WORK TO BE COMPLETED
Please copy the records below from the line containing "vegetation in the photo above." through the end of the records, both ends included, putting "mark" in place of "dot" and leaving everything else unchanged.

PROVIDED ENTRIES
--------------------------------
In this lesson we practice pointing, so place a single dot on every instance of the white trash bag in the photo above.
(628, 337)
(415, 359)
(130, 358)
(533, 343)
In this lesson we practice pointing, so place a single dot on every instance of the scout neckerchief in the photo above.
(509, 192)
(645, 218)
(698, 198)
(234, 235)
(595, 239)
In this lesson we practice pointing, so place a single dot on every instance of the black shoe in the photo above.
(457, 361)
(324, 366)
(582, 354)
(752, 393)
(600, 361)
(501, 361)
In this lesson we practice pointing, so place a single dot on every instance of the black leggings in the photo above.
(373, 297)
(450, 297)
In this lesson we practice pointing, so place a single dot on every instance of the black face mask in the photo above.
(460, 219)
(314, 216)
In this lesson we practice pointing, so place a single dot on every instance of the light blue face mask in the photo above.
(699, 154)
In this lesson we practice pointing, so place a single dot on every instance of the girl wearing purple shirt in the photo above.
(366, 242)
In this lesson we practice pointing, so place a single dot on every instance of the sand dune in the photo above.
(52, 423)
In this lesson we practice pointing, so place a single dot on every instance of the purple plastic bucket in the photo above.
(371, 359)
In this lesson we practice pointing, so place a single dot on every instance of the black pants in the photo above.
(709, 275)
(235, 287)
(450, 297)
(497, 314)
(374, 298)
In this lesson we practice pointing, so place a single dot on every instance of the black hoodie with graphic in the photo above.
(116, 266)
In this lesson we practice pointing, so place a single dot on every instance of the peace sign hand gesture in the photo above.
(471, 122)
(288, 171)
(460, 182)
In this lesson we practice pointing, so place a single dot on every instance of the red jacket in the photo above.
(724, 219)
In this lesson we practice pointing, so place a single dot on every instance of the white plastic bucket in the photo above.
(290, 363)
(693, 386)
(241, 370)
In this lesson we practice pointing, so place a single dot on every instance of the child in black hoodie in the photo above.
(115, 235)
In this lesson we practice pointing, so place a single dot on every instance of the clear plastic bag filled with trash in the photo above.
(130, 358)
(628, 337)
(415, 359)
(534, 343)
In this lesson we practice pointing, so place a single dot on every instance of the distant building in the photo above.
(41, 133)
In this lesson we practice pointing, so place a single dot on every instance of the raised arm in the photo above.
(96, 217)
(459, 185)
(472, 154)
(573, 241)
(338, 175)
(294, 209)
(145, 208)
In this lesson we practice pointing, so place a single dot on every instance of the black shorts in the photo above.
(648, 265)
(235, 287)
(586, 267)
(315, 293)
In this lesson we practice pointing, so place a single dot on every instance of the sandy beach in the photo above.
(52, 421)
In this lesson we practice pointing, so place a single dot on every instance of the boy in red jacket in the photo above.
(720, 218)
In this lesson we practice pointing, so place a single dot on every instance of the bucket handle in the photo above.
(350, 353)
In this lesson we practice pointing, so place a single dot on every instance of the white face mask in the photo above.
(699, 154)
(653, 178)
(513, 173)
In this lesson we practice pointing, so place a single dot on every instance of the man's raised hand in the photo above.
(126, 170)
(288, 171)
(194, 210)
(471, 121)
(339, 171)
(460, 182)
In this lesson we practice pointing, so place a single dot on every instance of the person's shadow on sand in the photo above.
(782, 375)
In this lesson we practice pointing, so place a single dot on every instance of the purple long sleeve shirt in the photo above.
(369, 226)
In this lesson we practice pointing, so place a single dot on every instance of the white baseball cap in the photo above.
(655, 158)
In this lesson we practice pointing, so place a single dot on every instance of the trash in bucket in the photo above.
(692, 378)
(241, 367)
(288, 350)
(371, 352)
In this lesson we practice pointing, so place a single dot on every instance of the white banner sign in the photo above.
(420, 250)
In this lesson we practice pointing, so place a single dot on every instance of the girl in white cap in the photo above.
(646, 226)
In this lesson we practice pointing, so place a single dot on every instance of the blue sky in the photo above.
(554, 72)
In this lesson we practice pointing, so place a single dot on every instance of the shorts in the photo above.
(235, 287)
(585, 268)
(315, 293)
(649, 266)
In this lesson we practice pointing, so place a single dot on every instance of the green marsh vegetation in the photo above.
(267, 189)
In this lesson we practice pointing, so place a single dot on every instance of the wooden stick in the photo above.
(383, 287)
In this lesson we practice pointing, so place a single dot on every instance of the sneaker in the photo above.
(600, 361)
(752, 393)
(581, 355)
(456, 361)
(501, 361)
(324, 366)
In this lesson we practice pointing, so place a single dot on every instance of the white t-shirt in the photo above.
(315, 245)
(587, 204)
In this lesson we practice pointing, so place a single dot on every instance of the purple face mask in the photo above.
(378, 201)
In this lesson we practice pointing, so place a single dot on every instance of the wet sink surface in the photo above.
--------------------------------
EXERCISE ANSWER
In this lesson we practice pointing, so place a single mark on every instance of the green marsh vegetation in the photo above.
(267, 189)
In this lesson we practice pointing, so place a single mark on every instance of the wooden stick in the photo above.
(383, 287)
In this lesson we practice pointing, so place a single mark on every instance of the sneaker in the photo above.
(600, 361)
(752, 393)
(581, 355)
(456, 361)
(501, 361)
(324, 366)
In this lesson we practice pointing, so place a single mark on every instance of the white t-shirt in the photo above.
(315, 245)
(587, 204)
In this lesson we practice pointing, so place a single mark on every instance of the purple face mask in the photo above.
(378, 201)
In this lesson we practice pointing, so place a single mark on every instance of the wet sink surface in the photo above.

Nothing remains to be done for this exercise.